**Tasks and exercises:**
A – Answer these from the life sciences IT survey article:
(i) How many senior executives' responses does the report examine?
(ii) What percentage of respondents expect their IT budgets to increase this year?
(iii) What share of respondents named social media as a priority area for 2013?
Mark your answers (i), (ii), (iii), one per line.
B – In the life sciences IT survey article, retype everything from "Cloud computing was" down to "area for 2013.".
C – Continue the life sciences IT survey article from its last sentence.

**Provided passage:**
* * * * *

Life Sciences Survey Reveals IT Outlooks and Plans for 2013

April 4, 2013

By Bio-IT World Staff

April 4, 2013 | The first in an annual series, Bio-IT World's 2013 Life Sciences IT Survey captures a host of trends in bio-IT for the coming year. The forecast: increasing budgets, almost certain data increases, and more clouds.

Bio-IT World’s report dissects the responses of 121 senior executives in life sciences IT—CIOs and VPs—from a larger sample of 200 respondents. (60% of respondents herein are CIOs, the remainder VPs or senior VPs of IT.) Just under half the respondents work in biotech or pharma; the remainder work in government, hospital, academia, or vendor organizations.

The survey reports a robust trend for IT investment: 45% expect their IT budgets to increase this year, whereas only 8% anticipate a decrease. Two thirds of respondents are planning increases of 6-15%, while 20% expect even higher increases in spending. Even so, more than 60% said that budget constraints form the biggest challenge for 2013.

Cloud computing was the most highly cited area for IT spending in 2013, being highlighted by a small majority of respondents. Other key areas include security, workflow technologies and mobile technologies. One quarter of respondents said social media was a priority area for 2013.

In terms of the cloud, two thirds of respondents spend thousands a month on cloud storage, with 12% reporting expenditures greater than $25,000/month.

* * * * *

**Records shown:**
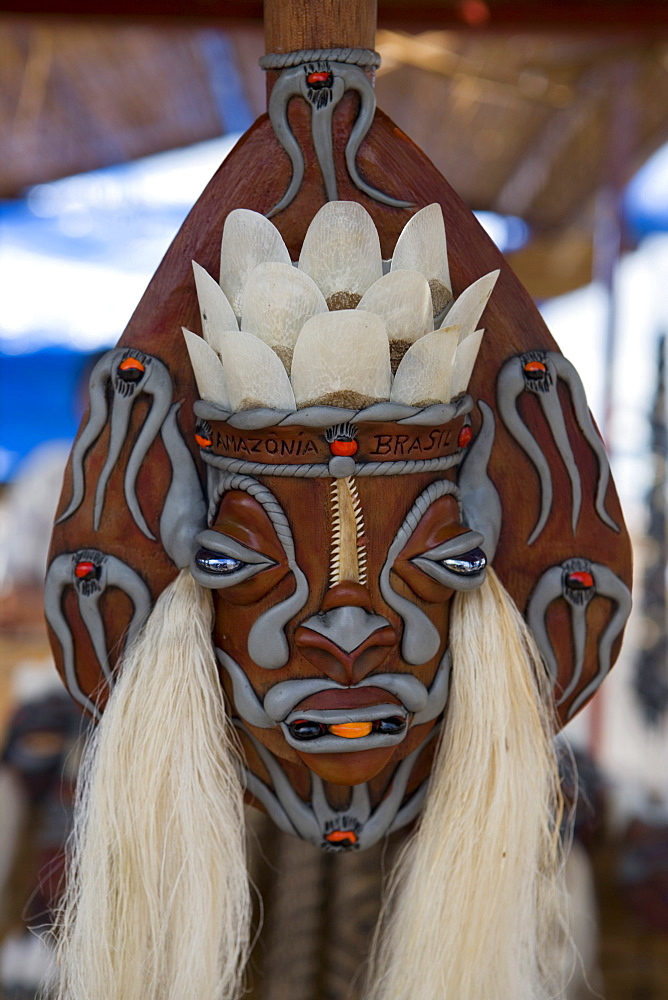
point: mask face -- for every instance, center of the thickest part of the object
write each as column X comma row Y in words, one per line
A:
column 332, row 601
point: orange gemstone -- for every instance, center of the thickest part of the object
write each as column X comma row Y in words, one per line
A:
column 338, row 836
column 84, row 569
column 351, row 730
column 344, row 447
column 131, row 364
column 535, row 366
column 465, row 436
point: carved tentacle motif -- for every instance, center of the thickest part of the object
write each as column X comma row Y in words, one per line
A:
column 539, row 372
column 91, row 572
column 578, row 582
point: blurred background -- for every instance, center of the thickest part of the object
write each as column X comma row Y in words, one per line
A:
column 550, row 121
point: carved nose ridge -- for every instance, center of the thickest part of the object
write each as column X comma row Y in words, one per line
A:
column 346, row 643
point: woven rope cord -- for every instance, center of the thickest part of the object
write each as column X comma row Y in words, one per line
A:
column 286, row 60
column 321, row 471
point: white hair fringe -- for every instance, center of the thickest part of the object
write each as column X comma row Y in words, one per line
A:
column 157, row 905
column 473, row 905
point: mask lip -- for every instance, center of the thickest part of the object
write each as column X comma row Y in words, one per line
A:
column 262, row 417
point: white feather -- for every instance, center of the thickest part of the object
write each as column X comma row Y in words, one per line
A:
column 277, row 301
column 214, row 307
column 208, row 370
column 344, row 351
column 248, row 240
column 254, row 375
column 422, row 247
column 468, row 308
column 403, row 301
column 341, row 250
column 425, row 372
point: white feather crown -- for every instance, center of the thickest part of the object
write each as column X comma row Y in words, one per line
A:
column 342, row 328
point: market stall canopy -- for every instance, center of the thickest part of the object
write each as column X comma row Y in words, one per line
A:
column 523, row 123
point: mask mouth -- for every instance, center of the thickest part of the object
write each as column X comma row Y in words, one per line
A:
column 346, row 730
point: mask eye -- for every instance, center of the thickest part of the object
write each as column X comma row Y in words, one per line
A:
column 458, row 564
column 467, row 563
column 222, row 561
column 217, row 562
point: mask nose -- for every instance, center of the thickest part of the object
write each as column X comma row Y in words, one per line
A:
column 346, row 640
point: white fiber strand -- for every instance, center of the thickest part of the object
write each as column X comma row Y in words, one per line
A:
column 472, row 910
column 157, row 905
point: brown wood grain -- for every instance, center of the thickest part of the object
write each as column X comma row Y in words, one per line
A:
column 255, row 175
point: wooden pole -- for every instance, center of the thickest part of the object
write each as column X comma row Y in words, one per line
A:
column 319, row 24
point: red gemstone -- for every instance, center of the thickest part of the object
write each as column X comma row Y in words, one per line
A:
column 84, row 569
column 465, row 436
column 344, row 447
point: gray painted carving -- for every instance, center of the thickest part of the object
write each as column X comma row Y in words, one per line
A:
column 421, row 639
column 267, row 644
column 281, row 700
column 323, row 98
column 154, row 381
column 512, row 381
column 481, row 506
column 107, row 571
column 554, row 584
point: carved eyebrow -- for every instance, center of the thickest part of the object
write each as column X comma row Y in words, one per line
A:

* * * * *

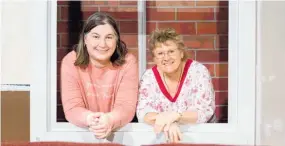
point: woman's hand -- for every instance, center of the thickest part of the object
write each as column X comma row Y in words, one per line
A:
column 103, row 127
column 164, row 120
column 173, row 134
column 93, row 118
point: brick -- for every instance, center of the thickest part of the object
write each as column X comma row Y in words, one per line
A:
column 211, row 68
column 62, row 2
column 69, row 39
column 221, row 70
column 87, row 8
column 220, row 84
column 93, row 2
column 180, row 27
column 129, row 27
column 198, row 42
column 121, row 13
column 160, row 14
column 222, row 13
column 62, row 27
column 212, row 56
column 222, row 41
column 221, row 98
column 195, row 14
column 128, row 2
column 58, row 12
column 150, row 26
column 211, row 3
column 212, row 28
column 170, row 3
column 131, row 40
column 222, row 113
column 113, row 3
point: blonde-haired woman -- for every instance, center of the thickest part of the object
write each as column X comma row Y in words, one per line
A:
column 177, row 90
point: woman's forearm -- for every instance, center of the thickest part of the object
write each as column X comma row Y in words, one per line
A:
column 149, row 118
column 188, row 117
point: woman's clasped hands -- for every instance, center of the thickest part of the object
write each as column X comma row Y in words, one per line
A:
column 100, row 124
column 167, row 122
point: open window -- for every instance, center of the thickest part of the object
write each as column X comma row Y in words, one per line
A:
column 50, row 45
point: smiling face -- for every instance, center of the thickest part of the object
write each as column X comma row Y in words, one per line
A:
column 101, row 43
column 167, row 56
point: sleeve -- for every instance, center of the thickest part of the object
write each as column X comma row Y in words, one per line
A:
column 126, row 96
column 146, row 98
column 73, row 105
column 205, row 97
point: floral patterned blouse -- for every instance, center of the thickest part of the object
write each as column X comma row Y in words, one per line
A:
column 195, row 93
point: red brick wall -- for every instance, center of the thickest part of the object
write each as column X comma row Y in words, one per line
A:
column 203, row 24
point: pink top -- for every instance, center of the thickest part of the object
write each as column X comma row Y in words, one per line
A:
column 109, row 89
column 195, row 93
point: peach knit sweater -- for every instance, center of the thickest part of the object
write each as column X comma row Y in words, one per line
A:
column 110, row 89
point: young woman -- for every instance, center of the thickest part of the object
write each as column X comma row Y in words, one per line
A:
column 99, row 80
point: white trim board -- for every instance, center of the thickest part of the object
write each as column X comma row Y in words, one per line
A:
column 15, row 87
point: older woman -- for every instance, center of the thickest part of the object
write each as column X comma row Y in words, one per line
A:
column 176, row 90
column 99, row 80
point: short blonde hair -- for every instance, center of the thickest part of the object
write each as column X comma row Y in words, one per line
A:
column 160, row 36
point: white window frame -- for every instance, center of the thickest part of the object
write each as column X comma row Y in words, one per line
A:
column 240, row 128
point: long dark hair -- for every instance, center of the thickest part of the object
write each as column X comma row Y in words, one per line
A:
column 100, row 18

* * * * *

**Answers below:**
A –
(i) 121
(ii) 45%
(iii) One quarter

B –
Cloud computing was the most highly cited area for IT spending in 2013, being highlighted by a small majority of respondents. Other key areas include security, workflow technologies and mobile technologies. One quarter of respondents said social media was a priority area for 2013.

C –
Half of respondents have engaged outside IT consultants. The most cited IT priorities were areas such as business intelligence and project management. Specific challenges include data storage, security, and staffing levels.

In terms of data storage, one quarter of respondents are already in the Petabyte storage range, with 7.5% storing more than 10 PB data. Fully 90% respondents expected their data repositories to grow in 2013. Roughly equal numbers (25-30%) reported using public clouds vs private clouds vs a hybrid cloud platform strategy.

While some 30% respondents reported using Amazon Web Services for their public cloud platform, the report details a long list of other vendor suppliers for cloud and in-house storage platforms. The most popular cloud application is email, but others scoring highly include Intranet and CRM. Nearly two thirds of respondents believe that all their IT platforms will be cloud-based within five years.